PAGE TEXT
####################
Tragedy of shattered university dreams

6 min read

They become instant heroes when KCSE results are announced. But a year into university, their brilliant minds get addled by crime, drugs, alcohol and sex. EVELYNE NJERU reports

When KCSE results were announced and *Joseph Njuki’s name was featured in newspapers as a top student, he was crowned the village hero.

He joined a local university to pursue an engineering course to the immense pride of his parents. Things went smoothly till he became a second year student.

The village hero drifted into the wrong crowd and started boozing heavily. He’d be spotted occasionally in the wee hours of the morning lying spread-eagled in the gutter. Inevitably, his performance dipped and after a few warnings, he dropped out of university because of ‘frustrations’.

Today, he rears chicken and is a joint owner of a small pub in Murang’a County.

His story is that of many university students who start with great promise, only to consign their dreams to the dustbin. Ask sober university students and they will confess that it takes tough luck for one to graduate.

Caroline Nkirote*, a 23-year-old mother of two, had a rough time when she joined university a few years ago.

“Life was tough. Coming from a peasant family, I had a hard time dividing my loan between tuition fees and campus life,” she says.

Although she managed to drift through for two years, the third year became tricky. She dropped out when life pushed her into squeezing money from her boyfriend to supplement her meagere resources.

“I had exchanged sexual favours with money for upkeep for too long. Although he was my boyfriend, I started feeling like a prostitute and just dropped out to be his wife,” she says.
####################
MATERIAL SUPPLIED
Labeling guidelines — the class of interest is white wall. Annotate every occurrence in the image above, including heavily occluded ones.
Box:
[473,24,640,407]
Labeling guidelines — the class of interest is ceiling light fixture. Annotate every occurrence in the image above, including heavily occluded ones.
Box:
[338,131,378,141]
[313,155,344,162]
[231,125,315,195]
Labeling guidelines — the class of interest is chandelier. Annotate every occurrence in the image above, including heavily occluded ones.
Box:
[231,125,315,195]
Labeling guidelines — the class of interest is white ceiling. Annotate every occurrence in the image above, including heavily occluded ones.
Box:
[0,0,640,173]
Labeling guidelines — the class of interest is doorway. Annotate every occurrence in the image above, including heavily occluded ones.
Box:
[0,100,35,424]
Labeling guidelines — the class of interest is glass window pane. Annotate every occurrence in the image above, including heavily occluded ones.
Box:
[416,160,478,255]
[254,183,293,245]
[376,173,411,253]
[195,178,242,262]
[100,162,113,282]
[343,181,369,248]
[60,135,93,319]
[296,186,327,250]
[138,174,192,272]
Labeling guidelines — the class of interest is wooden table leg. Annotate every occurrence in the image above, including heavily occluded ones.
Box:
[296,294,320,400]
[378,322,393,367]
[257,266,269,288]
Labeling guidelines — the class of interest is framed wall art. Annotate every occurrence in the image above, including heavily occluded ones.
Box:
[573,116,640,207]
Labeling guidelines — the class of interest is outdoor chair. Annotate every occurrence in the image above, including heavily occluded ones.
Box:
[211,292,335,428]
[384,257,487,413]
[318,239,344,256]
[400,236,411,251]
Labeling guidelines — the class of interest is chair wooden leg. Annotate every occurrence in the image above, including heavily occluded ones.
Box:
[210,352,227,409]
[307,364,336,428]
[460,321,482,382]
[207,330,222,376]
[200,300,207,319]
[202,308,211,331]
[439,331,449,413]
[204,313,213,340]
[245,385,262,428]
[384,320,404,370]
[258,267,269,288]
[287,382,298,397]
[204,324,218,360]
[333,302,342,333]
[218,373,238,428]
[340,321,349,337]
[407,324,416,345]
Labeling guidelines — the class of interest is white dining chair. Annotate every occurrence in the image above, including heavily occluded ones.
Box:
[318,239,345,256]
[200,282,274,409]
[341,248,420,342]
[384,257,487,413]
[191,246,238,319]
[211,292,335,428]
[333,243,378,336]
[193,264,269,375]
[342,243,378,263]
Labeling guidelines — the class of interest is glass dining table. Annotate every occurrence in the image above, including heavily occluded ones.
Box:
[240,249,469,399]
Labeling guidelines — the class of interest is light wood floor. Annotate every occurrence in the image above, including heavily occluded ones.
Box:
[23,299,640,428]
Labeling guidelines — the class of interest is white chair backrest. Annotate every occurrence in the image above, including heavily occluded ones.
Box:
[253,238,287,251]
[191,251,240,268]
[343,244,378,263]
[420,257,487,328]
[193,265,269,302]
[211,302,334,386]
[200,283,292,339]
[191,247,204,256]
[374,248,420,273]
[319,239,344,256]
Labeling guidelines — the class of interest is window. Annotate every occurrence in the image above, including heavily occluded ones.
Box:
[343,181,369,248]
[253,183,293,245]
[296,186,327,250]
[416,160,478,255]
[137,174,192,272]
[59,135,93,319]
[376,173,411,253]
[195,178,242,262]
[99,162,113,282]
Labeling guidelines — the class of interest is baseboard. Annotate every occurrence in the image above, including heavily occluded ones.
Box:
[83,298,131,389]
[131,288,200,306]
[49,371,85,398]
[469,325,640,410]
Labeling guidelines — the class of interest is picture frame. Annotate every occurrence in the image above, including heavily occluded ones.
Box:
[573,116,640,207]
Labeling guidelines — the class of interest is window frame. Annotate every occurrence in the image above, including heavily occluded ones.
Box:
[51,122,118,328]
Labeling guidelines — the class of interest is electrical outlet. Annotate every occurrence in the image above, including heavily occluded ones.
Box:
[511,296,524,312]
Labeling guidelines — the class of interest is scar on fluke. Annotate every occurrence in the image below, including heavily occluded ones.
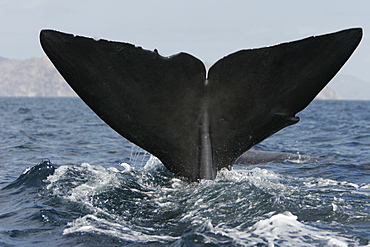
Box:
[40,28,362,181]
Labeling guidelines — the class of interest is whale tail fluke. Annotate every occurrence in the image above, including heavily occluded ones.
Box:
[40,28,362,181]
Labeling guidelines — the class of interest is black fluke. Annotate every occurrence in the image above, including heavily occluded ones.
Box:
[40,28,362,181]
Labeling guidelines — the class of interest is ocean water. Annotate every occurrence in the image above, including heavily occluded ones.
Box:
[0,98,370,246]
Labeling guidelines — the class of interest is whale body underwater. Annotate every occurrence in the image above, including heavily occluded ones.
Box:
[40,28,362,181]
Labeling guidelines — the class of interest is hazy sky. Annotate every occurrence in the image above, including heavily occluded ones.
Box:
[0,0,370,81]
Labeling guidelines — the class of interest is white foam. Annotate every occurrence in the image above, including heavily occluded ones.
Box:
[214,212,352,247]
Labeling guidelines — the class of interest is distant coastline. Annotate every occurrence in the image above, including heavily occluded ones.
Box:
[0,57,370,100]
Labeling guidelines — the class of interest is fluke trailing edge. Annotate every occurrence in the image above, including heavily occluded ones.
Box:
[40,28,362,180]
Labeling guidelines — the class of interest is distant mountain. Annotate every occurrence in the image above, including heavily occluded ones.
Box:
[316,86,343,100]
[329,74,370,100]
[0,57,364,99]
[0,57,76,97]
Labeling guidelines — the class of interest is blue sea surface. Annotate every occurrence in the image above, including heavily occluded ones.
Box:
[0,98,370,246]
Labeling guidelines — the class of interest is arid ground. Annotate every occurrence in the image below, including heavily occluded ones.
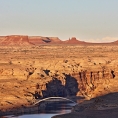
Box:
[0,35,118,118]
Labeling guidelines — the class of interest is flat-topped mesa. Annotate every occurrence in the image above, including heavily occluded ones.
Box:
[65,37,85,44]
[28,36,62,45]
[0,35,31,46]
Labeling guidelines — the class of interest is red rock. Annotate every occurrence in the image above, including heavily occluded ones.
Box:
[0,35,32,46]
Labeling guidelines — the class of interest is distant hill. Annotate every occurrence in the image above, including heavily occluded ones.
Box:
[28,36,62,45]
[64,37,86,44]
[0,35,118,46]
[0,35,33,46]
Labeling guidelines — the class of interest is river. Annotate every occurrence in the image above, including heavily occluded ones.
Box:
[4,97,82,118]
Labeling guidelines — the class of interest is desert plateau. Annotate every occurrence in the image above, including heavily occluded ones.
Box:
[0,35,118,118]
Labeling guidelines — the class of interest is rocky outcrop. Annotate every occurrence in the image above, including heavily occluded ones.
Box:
[64,37,86,44]
[28,36,62,45]
[0,35,33,46]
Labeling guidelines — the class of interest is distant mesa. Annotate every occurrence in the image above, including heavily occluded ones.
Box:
[0,35,118,46]
[29,36,62,45]
[0,35,32,46]
[65,37,86,44]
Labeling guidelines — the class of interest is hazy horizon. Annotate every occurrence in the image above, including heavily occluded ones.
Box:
[0,0,118,42]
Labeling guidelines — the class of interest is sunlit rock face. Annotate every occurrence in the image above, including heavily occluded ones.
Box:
[0,35,32,46]
[28,36,62,45]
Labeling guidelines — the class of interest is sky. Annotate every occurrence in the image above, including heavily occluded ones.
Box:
[0,0,118,42]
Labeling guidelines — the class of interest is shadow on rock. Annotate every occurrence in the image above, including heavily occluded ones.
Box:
[42,74,79,98]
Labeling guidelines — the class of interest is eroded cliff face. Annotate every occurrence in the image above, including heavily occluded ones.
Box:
[0,45,118,110]
[0,35,33,46]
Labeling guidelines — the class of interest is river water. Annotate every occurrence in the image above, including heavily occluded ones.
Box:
[5,97,82,118]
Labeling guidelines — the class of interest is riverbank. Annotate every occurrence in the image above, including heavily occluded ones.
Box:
[52,93,118,118]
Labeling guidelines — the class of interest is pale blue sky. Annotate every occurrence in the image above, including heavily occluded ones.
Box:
[0,0,118,42]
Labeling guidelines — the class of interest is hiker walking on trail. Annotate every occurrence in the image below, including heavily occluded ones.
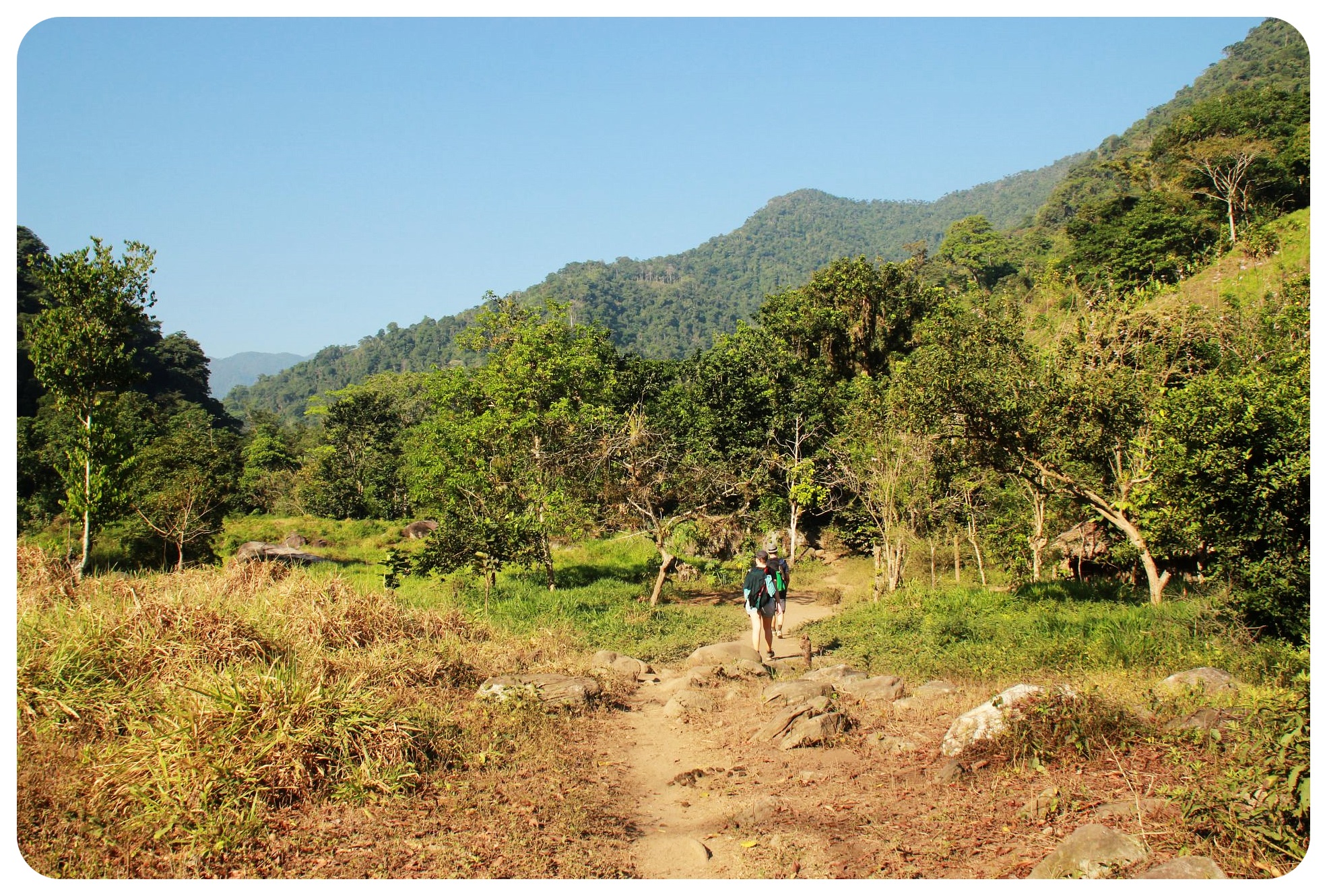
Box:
####################
EXERCISE PROMPT
Please answer these questions from the article on university dropouts:
(a) What course did Joseph Njuki join university to pursue?
(b) In which county is the pub he jointly owns?
(c) How old is Caroline Nkirote?
The rows have no connection to the article on university dropouts.

REPLY TO THE TASK
(a) Engineering
(b) Murang'a County
(c) 23